**Data for processing:**
■ ■ ■ ■
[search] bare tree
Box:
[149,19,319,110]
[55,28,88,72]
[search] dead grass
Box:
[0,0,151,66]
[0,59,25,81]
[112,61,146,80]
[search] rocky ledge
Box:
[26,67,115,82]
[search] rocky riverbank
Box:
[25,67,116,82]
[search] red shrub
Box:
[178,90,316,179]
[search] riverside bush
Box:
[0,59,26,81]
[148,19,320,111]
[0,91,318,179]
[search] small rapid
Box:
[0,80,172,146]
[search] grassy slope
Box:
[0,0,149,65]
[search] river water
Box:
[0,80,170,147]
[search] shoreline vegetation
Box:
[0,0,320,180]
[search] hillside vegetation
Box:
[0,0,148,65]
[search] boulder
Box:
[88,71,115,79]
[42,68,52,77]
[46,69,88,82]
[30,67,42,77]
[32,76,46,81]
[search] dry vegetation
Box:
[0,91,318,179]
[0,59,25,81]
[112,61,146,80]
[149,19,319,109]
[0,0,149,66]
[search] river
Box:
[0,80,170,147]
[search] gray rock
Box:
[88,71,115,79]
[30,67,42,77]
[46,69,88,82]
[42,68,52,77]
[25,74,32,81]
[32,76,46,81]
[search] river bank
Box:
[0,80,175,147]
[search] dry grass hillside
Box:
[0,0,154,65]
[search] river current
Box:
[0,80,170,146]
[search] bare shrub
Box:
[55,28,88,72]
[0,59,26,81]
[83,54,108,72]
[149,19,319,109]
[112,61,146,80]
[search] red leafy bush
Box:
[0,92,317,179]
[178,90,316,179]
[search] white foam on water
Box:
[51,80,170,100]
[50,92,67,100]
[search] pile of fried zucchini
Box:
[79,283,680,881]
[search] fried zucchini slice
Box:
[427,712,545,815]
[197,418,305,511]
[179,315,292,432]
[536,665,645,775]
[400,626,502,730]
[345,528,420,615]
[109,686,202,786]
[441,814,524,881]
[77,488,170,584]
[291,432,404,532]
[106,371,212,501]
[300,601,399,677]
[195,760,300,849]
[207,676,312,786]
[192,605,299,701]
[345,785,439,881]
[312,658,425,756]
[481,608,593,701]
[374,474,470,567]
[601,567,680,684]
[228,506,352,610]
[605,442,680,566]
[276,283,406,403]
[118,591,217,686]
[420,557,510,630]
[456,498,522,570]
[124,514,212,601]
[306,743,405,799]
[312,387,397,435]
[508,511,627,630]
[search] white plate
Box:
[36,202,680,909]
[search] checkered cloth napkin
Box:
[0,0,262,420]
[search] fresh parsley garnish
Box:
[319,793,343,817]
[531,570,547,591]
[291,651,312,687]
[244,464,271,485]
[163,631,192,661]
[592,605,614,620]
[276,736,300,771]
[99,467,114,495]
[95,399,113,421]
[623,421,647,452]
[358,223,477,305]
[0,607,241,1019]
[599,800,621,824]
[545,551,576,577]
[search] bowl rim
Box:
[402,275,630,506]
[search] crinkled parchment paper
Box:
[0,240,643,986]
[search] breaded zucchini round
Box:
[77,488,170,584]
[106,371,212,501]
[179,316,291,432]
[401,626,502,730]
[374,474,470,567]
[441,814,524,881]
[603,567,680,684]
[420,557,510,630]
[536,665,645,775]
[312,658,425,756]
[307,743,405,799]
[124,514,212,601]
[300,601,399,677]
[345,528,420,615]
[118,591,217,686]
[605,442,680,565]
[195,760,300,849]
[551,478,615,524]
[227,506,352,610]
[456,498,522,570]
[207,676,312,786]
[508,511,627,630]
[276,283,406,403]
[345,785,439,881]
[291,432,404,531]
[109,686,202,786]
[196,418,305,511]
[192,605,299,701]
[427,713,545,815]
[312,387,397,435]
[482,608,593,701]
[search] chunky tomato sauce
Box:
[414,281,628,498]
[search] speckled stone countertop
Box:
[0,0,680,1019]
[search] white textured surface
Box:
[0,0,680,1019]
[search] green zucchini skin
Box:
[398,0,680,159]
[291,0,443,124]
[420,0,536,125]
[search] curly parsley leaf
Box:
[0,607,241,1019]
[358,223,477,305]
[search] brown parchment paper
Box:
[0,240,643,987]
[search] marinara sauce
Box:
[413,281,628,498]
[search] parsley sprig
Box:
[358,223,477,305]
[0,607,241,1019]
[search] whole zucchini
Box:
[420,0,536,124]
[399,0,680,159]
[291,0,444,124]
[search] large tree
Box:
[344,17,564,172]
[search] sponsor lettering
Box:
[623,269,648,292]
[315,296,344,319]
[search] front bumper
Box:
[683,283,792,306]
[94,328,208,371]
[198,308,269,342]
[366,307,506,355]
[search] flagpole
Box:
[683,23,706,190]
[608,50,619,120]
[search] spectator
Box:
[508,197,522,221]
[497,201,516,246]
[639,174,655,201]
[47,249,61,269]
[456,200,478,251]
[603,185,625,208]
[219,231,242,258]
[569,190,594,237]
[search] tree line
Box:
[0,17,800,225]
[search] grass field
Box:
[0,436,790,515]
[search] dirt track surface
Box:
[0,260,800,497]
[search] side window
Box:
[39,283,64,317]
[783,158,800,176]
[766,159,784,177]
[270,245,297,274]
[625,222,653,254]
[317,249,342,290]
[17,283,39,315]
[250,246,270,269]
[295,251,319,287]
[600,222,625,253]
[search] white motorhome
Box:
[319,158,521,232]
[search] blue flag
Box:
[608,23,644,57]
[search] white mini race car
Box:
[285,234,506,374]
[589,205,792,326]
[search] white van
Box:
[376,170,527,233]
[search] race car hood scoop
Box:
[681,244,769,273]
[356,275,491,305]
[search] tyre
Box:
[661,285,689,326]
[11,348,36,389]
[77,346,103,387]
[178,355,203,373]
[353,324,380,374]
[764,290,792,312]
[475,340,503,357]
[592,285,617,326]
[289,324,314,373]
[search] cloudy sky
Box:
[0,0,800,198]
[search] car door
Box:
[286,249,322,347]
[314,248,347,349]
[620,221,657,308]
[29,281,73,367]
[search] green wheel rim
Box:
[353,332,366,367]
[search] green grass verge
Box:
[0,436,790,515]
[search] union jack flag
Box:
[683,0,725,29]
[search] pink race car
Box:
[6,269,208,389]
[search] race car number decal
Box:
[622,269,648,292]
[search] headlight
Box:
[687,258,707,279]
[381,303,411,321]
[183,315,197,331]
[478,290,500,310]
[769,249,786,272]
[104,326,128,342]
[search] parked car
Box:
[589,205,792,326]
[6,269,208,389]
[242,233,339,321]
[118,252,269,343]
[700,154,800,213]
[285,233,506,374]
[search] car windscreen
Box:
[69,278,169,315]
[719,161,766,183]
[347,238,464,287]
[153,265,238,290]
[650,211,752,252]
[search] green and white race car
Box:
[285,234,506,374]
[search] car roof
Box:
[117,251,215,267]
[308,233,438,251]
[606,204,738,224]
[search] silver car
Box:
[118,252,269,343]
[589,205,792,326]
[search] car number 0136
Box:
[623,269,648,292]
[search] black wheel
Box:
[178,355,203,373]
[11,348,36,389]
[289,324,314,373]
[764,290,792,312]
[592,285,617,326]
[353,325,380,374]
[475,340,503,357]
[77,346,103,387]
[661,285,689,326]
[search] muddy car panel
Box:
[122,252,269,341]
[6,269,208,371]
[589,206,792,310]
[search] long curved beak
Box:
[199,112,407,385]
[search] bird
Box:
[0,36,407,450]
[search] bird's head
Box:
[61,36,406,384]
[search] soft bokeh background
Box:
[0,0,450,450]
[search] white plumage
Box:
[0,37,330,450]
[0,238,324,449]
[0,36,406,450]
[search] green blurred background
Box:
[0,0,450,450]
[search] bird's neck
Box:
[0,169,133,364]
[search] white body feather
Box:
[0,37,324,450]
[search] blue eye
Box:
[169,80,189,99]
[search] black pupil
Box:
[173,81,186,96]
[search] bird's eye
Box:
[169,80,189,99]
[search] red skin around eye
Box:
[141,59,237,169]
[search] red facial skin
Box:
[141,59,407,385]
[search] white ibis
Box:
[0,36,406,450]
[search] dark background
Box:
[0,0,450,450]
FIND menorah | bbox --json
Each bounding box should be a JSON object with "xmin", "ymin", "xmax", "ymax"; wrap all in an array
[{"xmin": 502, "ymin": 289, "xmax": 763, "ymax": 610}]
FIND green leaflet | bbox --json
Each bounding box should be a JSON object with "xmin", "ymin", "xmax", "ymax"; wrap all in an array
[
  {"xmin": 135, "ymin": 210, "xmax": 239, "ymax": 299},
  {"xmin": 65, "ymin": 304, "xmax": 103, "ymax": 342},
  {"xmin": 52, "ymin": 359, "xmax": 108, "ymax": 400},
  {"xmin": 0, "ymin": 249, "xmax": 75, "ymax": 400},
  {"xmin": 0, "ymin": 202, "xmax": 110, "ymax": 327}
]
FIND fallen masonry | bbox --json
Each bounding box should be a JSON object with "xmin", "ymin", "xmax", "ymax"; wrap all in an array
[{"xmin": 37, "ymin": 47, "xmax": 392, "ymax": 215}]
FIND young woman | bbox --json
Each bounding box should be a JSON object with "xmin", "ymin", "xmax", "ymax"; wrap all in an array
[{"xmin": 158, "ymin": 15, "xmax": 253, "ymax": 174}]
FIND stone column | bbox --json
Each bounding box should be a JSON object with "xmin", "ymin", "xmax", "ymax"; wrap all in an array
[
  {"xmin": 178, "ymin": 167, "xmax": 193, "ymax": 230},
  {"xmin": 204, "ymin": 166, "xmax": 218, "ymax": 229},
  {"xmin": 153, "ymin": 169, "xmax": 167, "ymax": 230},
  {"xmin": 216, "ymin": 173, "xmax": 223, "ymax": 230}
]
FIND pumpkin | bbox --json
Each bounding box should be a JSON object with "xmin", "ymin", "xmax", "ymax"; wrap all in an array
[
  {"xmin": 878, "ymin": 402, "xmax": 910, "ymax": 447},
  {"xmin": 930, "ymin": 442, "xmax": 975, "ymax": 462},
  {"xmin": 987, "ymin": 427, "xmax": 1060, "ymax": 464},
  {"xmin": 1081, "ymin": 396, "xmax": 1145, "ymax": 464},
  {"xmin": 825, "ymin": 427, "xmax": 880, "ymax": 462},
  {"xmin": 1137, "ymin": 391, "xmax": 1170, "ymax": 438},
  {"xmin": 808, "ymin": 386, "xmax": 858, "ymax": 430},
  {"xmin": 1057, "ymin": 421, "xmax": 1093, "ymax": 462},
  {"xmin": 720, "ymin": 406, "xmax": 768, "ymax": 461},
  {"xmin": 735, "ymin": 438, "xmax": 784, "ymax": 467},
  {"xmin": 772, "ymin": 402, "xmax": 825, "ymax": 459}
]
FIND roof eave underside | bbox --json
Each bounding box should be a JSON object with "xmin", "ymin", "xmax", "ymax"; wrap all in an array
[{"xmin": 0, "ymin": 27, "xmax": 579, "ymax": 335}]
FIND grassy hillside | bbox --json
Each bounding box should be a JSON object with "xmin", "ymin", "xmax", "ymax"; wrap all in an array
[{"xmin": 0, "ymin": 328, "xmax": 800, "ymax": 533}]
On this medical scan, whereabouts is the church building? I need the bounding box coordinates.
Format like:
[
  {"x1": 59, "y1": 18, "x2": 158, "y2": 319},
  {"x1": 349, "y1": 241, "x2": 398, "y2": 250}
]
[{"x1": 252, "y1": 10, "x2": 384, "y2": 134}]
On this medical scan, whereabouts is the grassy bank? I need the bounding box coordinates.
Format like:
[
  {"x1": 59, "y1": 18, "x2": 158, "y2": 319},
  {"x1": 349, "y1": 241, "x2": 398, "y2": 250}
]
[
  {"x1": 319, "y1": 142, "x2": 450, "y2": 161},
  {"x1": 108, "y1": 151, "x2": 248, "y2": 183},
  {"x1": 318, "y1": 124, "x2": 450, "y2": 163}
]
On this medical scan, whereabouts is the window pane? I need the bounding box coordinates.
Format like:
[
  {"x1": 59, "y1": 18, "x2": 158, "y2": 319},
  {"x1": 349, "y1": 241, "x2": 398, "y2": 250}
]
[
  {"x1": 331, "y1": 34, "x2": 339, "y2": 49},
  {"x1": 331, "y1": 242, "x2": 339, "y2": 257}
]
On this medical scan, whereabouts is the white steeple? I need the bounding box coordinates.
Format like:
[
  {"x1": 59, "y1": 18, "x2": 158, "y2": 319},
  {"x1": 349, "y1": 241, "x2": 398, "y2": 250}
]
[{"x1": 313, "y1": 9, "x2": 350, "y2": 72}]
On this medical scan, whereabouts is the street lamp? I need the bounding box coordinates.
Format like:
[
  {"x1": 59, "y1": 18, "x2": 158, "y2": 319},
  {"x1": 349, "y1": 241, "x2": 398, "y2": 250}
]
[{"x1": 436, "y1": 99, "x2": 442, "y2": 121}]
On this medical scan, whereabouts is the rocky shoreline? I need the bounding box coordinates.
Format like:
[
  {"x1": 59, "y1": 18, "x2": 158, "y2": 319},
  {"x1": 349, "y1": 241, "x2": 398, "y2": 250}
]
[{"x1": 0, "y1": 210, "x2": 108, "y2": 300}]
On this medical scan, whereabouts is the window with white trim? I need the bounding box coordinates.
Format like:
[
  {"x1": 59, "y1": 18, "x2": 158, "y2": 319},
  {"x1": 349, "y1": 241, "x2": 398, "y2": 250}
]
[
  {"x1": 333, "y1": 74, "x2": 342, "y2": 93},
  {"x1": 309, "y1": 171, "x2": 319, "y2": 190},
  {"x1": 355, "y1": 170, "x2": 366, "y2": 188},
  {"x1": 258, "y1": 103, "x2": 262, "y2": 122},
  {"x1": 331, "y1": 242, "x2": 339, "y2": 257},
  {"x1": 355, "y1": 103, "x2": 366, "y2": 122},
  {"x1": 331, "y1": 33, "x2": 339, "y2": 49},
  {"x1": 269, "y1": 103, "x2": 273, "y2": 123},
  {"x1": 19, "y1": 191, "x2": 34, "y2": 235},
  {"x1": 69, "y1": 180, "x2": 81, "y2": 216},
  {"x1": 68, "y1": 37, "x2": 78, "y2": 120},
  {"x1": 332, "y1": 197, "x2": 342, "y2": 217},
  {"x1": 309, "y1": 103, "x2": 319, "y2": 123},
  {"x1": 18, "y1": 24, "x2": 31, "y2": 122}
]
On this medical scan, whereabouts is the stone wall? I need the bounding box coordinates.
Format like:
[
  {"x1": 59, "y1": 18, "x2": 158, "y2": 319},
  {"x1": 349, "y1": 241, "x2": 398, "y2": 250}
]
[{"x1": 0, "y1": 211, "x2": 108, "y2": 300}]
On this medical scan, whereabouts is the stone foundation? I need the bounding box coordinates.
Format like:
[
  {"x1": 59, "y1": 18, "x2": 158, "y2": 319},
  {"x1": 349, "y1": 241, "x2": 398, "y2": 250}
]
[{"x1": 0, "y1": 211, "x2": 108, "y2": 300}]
■ ■ ■ ■
**To be done:** Copy the entries from the line with "[search] white textured surface" down to the line with "[413,281,628,498]", putting "baking paper" in place of "parchment paper" and leaving everything else unchanged.

**Final result:**
[search] white textured surface
Box:
[0,0,680,1019]
[search] green zucchini skin
Box:
[398,0,680,159]
[291,0,443,124]
[420,0,536,125]
[search] curly parsley leaf
Box:
[0,607,241,1019]
[358,223,477,305]
[search] brown baking paper
Box:
[0,240,643,987]
[search] marinara sauce
Box:
[413,281,628,498]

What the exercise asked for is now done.